Outline annotation records
........
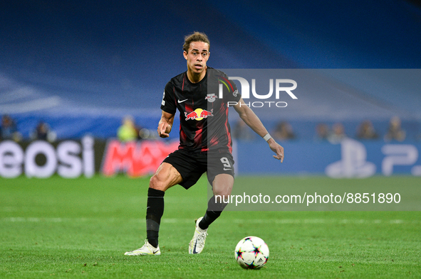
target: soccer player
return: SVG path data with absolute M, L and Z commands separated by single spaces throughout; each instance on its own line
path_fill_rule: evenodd
M 224 72 L 207 65 L 209 44 L 204 33 L 195 32 L 186 36 L 183 55 L 187 60 L 187 70 L 171 79 L 165 86 L 157 131 L 162 138 L 169 136 L 178 109 L 180 146 L 164 160 L 150 178 L 145 245 L 126 252 L 125 255 L 161 253 L 158 234 L 164 213 L 165 191 L 177 184 L 188 189 L 207 172 L 214 197 L 209 200 L 204 215 L 196 221 L 193 239 L 189 244 L 189 253 L 202 252 L 209 226 L 221 215 L 227 205 L 221 199 L 217 200 L 215 196 L 227 198 L 234 185 L 229 104 L 233 104 L 240 118 L 266 140 L 276 153 L 274 158 L 284 161 L 284 148 L 271 137 L 259 118 L 245 104 L 235 84 L 229 81 Z M 221 82 L 230 84 L 223 87 L 222 98 L 219 98 L 221 96 L 218 94 Z

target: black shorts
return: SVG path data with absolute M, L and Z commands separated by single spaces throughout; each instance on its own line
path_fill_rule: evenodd
M 185 189 L 193 186 L 204 173 L 212 185 L 215 176 L 227 173 L 234 177 L 234 158 L 230 153 L 199 153 L 179 149 L 168 155 L 165 163 L 172 165 L 182 177 L 180 185 Z

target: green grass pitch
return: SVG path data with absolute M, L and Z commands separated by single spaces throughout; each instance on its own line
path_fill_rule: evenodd
M 262 177 L 261 185 L 265 179 L 286 185 L 333 180 Z M 399 179 L 421 185 L 420 178 Z M 421 278 L 420 212 L 227 211 L 209 227 L 203 252 L 189 255 L 194 219 L 207 203 L 204 177 L 189 190 L 167 192 L 161 256 L 124 256 L 144 243 L 148 181 L 0 178 L 0 278 Z M 236 184 L 250 181 L 239 177 Z M 237 243 L 250 235 L 270 249 L 259 270 L 243 270 L 234 258 Z

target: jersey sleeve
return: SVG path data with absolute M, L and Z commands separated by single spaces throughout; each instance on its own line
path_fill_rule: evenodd
M 175 105 L 175 100 L 174 86 L 171 82 L 168 82 L 164 89 L 161 109 L 169 114 L 175 114 L 177 106 Z

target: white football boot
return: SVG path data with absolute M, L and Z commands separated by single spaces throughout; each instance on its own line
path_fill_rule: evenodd
M 144 256 L 144 255 L 158 256 L 158 255 L 161 254 L 161 250 L 160 250 L 159 245 L 157 248 L 155 248 L 154 246 L 150 245 L 150 244 L 149 243 L 149 241 L 147 241 L 147 239 L 145 241 L 145 245 L 143 245 L 140 248 L 134 250 L 134 251 L 131 251 L 129 252 L 125 252 L 124 254 L 127 255 L 127 256 Z
M 196 221 L 194 234 L 193 235 L 193 239 L 189 244 L 189 254 L 200 253 L 204 247 L 204 241 L 206 241 L 206 236 L 207 236 L 207 229 L 202 229 L 199 227 L 199 223 L 200 223 L 200 221 L 202 219 L 203 217 L 200 217 Z

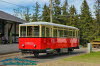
........
Copy every line of the data above, from the line containing "target: green grass pitch" down to the line containing "M 175 105 L", with both of those lines included and each line left unchanged.

__Written response__:
target: green grass pitch
return: SVG path data with absolute M, L and Z commands separated by single spaces throughout; each instance on its own line
path_fill_rule: evenodd
M 262 177 L 261 185 L 265 179 L 286 185 L 333 180 Z M 399 179 L 421 185 L 420 178 Z M 421 278 L 420 212 L 227 211 L 209 227 L 203 252 L 189 255 L 194 219 L 207 203 L 204 177 L 189 190 L 167 192 L 161 256 L 124 256 L 144 243 L 148 181 L 0 178 L 0 278 Z M 236 184 L 250 181 L 239 177 Z M 237 243 L 250 235 L 270 249 L 259 270 L 243 270 L 234 258 Z

target: jersey sleeve
return: SVG path data with absolute M, L and Z commands separated by single spaces throughout; each instance on its own line
path_fill_rule: evenodd
M 175 105 L 175 100 L 174 86 L 171 82 L 168 82 L 164 89 L 161 109 L 169 114 L 175 114 L 177 106 Z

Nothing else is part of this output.